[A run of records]

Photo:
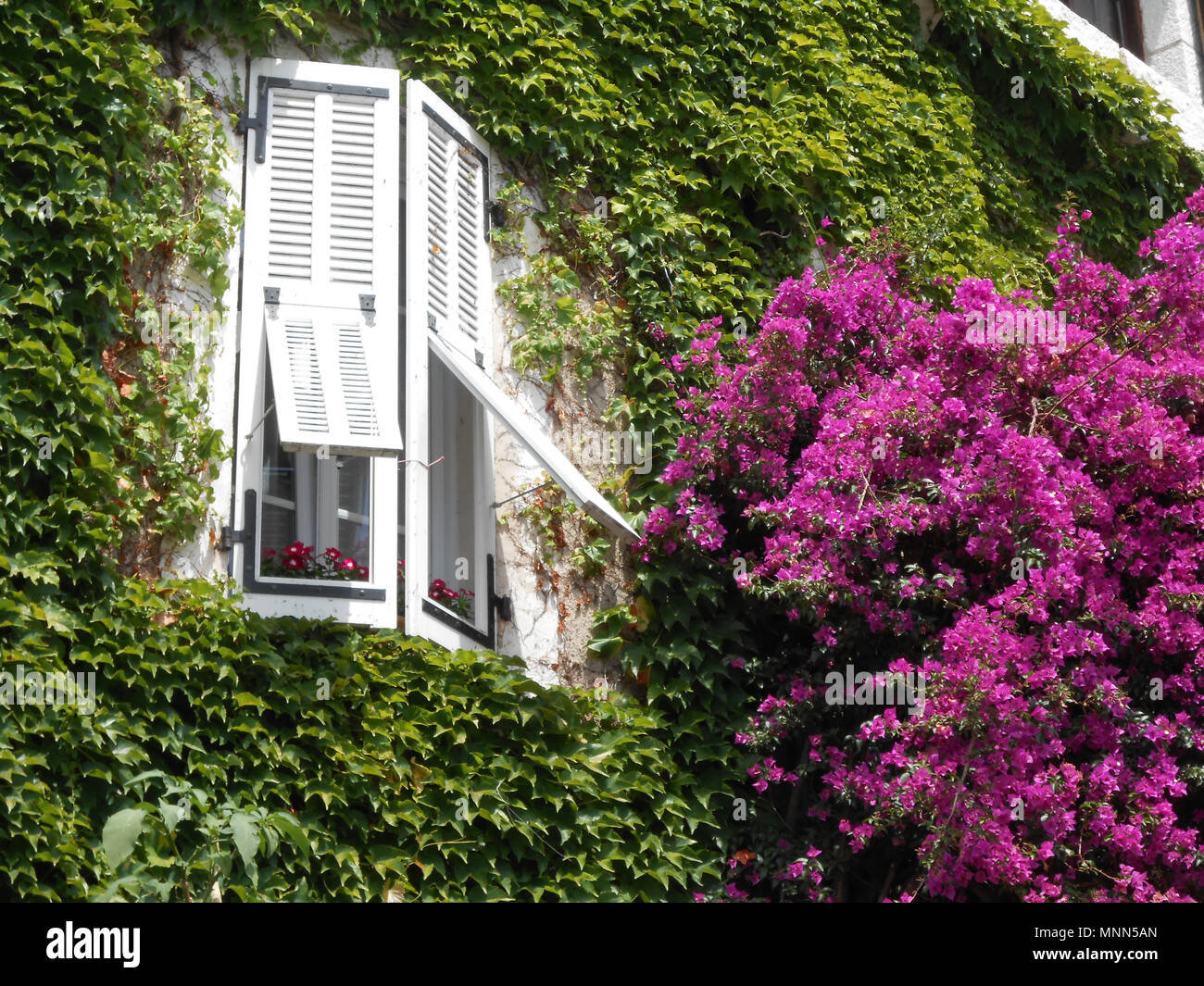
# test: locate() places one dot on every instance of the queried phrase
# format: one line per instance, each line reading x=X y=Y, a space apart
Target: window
x=365 y=442
x=1120 y=19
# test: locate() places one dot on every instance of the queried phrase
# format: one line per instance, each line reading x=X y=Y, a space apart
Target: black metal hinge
x=259 y=121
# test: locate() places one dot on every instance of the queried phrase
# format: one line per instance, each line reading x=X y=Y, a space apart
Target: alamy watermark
x=626 y=448
x=168 y=327
x=882 y=688
x=1019 y=328
x=56 y=688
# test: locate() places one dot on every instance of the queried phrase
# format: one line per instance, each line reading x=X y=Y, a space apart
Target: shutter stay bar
x=259 y=121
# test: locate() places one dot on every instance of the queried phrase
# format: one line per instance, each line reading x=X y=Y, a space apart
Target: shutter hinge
x=495 y=216
x=230 y=537
x=502 y=607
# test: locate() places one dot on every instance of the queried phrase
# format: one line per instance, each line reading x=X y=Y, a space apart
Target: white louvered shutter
x=320 y=243
x=446 y=188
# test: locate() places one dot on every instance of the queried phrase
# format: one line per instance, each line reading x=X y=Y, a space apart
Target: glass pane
x=314 y=519
x=457 y=572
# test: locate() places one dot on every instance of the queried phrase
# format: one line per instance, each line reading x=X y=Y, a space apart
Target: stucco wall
x=546 y=630
x=1173 y=72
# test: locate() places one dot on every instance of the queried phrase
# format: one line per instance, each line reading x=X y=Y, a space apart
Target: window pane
x=314 y=520
x=457 y=571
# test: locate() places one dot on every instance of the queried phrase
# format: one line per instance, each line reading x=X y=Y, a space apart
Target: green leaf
x=121 y=833
x=245 y=838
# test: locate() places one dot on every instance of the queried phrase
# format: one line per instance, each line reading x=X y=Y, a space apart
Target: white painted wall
x=533 y=633
x=1173 y=72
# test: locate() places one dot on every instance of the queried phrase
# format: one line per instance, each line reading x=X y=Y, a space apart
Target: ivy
x=721 y=136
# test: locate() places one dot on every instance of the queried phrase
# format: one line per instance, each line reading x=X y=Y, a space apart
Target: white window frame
x=465 y=353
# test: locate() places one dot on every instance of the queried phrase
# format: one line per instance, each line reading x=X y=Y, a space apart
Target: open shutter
x=320 y=333
x=446 y=187
x=448 y=468
x=320 y=245
x=533 y=438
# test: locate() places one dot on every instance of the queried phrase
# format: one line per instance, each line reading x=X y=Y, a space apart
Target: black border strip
x=259 y=121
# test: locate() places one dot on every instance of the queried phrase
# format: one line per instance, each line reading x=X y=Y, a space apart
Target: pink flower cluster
x=1020 y=524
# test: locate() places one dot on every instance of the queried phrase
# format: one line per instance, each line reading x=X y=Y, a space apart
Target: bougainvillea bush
x=1015 y=524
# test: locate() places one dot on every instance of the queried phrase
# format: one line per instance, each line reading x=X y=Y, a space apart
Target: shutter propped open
x=326 y=381
x=533 y=437
x=448 y=184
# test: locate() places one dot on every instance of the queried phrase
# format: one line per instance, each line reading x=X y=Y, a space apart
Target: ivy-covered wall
x=722 y=140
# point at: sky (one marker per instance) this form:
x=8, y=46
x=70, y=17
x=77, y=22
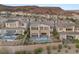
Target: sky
x=63, y=6
x=49, y=3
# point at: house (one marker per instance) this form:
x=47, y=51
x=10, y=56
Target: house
x=12, y=24
x=40, y=31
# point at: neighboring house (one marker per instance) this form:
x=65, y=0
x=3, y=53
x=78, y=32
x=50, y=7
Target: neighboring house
x=12, y=24
x=40, y=31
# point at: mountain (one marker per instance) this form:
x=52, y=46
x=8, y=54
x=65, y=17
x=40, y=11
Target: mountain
x=5, y=8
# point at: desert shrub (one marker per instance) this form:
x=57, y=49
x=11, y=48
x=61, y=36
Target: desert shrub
x=60, y=46
x=77, y=51
x=59, y=50
x=77, y=45
x=69, y=47
x=54, y=47
x=38, y=50
x=66, y=51
x=65, y=46
x=48, y=49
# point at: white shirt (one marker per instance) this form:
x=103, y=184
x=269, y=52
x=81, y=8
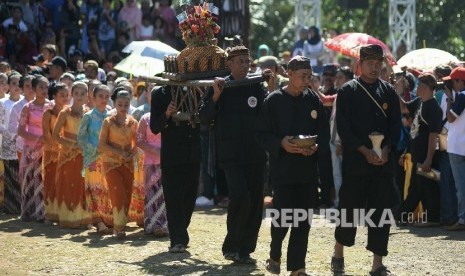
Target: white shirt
x=15, y=114
x=9, y=139
x=456, y=134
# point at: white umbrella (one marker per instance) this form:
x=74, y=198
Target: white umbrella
x=146, y=58
x=150, y=48
x=141, y=66
x=426, y=59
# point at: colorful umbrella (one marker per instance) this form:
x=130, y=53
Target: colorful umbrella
x=426, y=59
x=349, y=44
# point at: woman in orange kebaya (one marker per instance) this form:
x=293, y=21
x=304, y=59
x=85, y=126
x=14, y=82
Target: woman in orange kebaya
x=59, y=93
x=118, y=144
x=70, y=192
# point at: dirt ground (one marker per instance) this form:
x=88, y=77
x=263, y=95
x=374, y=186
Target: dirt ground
x=28, y=248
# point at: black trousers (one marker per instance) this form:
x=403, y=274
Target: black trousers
x=424, y=190
x=245, y=185
x=293, y=196
x=374, y=191
x=180, y=184
x=325, y=172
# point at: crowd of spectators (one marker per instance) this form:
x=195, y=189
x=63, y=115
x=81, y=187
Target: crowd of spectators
x=32, y=33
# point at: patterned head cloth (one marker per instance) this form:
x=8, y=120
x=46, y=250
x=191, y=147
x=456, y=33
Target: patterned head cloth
x=238, y=50
x=371, y=51
x=298, y=63
x=429, y=80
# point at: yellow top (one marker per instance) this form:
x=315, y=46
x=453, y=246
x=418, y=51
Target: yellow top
x=121, y=136
x=69, y=131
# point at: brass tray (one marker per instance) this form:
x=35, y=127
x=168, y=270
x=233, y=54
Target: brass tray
x=304, y=141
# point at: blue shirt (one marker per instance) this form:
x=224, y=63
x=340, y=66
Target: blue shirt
x=88, y=135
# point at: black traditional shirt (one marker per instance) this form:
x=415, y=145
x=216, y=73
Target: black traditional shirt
x=180, y=141
x=285, y=115
x=234, y=116
x=360, y=113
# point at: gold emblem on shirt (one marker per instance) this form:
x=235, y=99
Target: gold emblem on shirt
x=314, y=114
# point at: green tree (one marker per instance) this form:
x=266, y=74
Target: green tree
x=439, y=23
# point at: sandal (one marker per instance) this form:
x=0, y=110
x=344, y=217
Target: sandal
x=300, y=272
x=120, y=235
x=273, y=266
x=229, y=256
x=160, y=232
x=102, y=229
x=178, y=248
x=224, y=203
x=245, y=260
x=337, y=265
x=381, y=271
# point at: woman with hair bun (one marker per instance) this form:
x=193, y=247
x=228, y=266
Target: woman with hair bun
x=118, y=143
x=97, y=200
x=30, y=167
x=70, y=185
x=58, y=93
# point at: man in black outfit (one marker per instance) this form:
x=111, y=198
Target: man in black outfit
x=291, y=111
x=180, y=163
x=234, y=111
x=366, y=105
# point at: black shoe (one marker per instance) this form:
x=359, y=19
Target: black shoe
x=245, y=260
x=229, y=256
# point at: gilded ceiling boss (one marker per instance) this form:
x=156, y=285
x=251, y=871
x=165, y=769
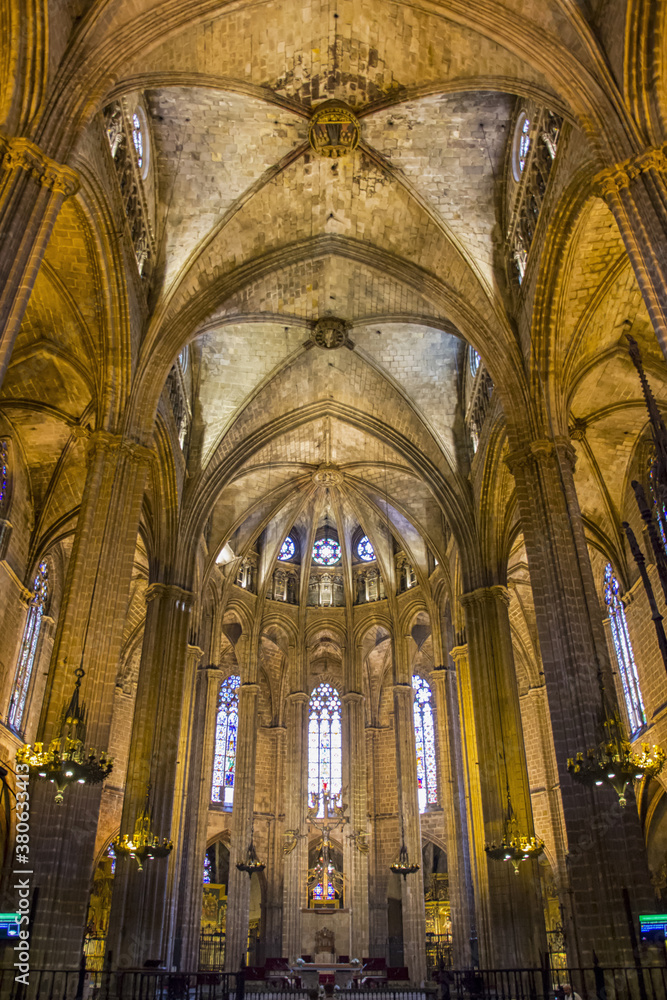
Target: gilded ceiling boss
x=333, y=499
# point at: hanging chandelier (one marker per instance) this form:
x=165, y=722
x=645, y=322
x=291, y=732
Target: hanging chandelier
x=250, y=863
x=515, y=847
x=143, y=845
x=612, y=760
x=65, y=761
x=402, y=865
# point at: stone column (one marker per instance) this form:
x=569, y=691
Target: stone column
x=32, y=190
x=452, y=798
x=608, y=874
x=414, y=913
x=357, y=853
x=195, y=804
x=473, y=802
x=636, y=193
x=514, y=934
x=238, y=905
x=296, y=830
x=140, y=906
x=89, y=631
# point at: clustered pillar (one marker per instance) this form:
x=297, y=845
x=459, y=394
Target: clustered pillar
x=139, y=925
x=509, y=903
x=608, y=876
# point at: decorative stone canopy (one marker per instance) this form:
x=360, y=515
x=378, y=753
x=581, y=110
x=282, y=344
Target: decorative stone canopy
x=334, y=130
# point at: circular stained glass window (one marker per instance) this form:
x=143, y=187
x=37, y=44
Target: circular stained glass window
x=521, y=145
x=287, y=549
x=326, y=552
x=365, y=550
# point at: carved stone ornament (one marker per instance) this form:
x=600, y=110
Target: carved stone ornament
x=330, y=333
x=328, y=475
x=334, y=130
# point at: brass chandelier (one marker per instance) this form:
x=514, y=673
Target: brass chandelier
x=65, y=761
x=143, y=845
x=612, y=760
x=403, y=865
x=250, y=863
x=515, y=847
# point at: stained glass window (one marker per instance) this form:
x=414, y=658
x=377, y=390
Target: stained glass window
x=325, y=755
x=660, y=513
x=3, y=475
x=521, y=145
x=287, y=549
x=524, y=143
x=326, y=552
x=427, y=782
x=112, y=854
x=226, y=729
x=365, y=550
x=138, y=139
x=624, y=655
x=28, y=649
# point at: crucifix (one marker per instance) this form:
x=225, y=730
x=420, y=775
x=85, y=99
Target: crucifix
x=324, y=872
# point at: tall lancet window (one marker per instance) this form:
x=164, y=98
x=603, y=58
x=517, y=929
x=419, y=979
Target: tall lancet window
x=29, y=643
x=427, y=780
x=226, y=731
x=325, y=747
x=624, y=655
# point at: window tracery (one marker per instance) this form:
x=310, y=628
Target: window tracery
x=405, y=573
x=284, y=586
x=326, y=551
x=427, y=782
x=179, y=397
x=660, y=513
x=365, y=549
x=369, y=585
x=325, y=749
x=28, y=651
x=287, y=549
x=131, y=169
x=531, y=171
x=624, y=653
x=226, y=731
x=246, y=575
x=4, y=477
x=325, y=589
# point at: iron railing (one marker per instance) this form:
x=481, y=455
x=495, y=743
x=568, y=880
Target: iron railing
x=212, y=951
x=48, y=984
x=596, y=983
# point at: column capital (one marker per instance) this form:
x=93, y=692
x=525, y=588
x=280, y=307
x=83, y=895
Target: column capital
x=19, y=153
x=458, y=653
x=298, y=697
x=482, y=595
x=171, y=592
x=540, y=449
x=105, y=441
x=610, y=181
x=211, y=668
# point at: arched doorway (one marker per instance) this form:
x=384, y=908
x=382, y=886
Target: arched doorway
x=394, y=921
x=436, y=904
x=214, y=907
x=99, y=907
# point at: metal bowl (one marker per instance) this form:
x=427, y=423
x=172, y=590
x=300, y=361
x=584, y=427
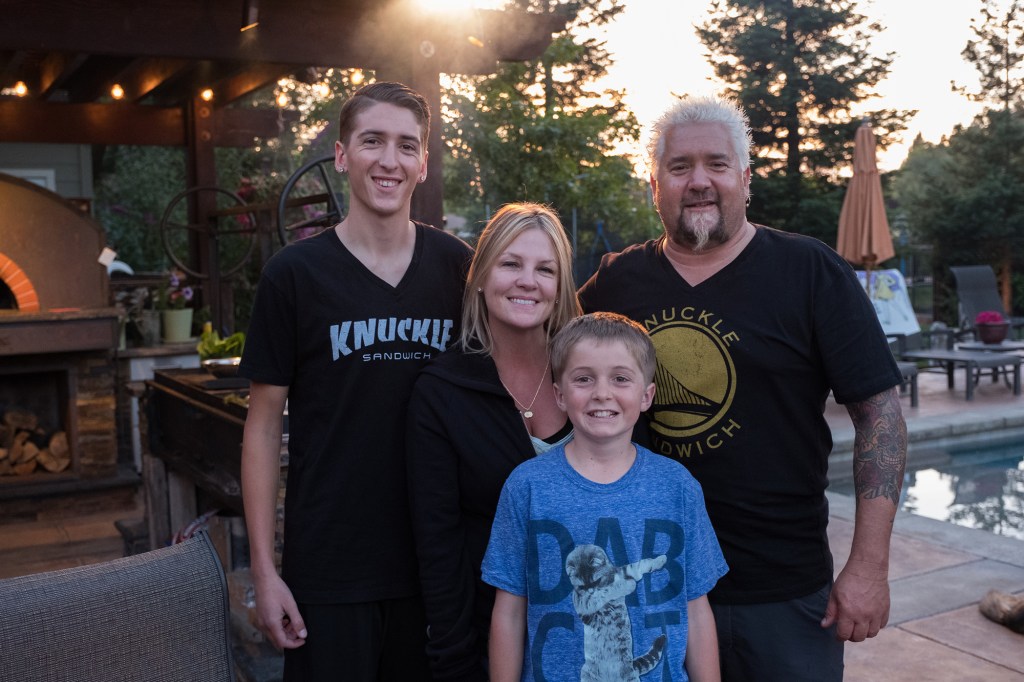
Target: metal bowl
x=222, y=367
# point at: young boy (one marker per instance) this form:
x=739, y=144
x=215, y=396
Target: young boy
x=601, y=551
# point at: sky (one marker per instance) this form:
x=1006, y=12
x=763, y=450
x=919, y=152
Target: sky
x=657, y=53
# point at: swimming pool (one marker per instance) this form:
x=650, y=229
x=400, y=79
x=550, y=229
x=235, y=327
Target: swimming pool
x=978, y=486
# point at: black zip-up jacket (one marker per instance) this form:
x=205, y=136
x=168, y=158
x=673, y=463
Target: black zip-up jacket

§ **WRITTEN PROBLEM**: Edit the records, starting with the line that contains "# point at: stained" and going on through the line that contains "x=657, y=53", so that every "metal bowl" becomes "steel bowl" and nothing else changes. Return only those lines, and leave the pictures out.

§ **EXERCISE SOLUTION**:
# point at: stained glass window (one marker per instance) this form:
x=414, y=658
x=377, y=390
Target: stained glass window
x=325, y=755
x=660, y=513
x=3, y=475
x=521, y=145
x=287, y=549
x=524, y=143
x=326, y=552
x=427, y=782
x=112, y=854
x=226, y=729
x=365, y=550
x=138, y=139
x=624, y=655
x=28, y=649
# point at: crucifix (one marker per instance) this form:
x=225, y=730
x=420, y=775
x=85, y=99
Target: crucifix
x=324, y=872
# point at: tall lancet window (one marker per instance) this form:
x=164, y=98
x=603, y=58
x=517, y=929
x=419, y=979
Target: tall lancet window
x=29, y=643
x=427, y=780
x=226, y=731
x=325, y=747
x=624, y=655
# point at: window tracery (one marker per instance) this form:
x=310, y=628
Target: window tracery
x=405, y=573
x=284, y=586
x=326, y=551
x=427, y=782
x=179, y=397
x=660, y=513
x=365, y=549
x=369, y=585
x=325, y=749
x=28, y=651
x=287, y=549
x=131, y=169
x=531, y=171
x=624, y=653
x=226, y=731
x=246, y=575
x=4, y=477
x=325, y=589
# point at: iron railing (one marker per instance) this form:
x=481, y=455
x=495, y=743
x=568, y=880
Target: iron railing
x=212, y=951
x=48, y=984
x=596, y=983
# point at: column capital (one marker per instance) this form:
x=93, y=692
x=525, y=588
x=280, y=307
x=83, y=895
Target: column capital
x=19, y=153
x=458, y=653
x=298, y=697
x=482, y=595
x=171, y=592
x=540, y=449
x=105, y=441
x=610, y=181
x=211, y=668
# point at: arched doorway (one marker per instance) this form:
x=384, y=908
x=382, y=886
Target: arched doorway
x=394, y=921
x=436, y=904
x=214, y=907
x=99, y=907
# point at: steel bowl (one marker per instance) this form:
x=427, y=423
x=172, y=590
x=300, y=361
x=584, y=427
Target: steel bowl
x=222, y=367
# point at: young boy (one marker per instance) this form:
x=739, y=144
x=215, y=396
Target: young boy
x=601, y=551
# point at: sky (one marker per instance) this form:
x=1006, y=12
x=763, y=450
x=919, y=152
Target: sky
x=657, y=53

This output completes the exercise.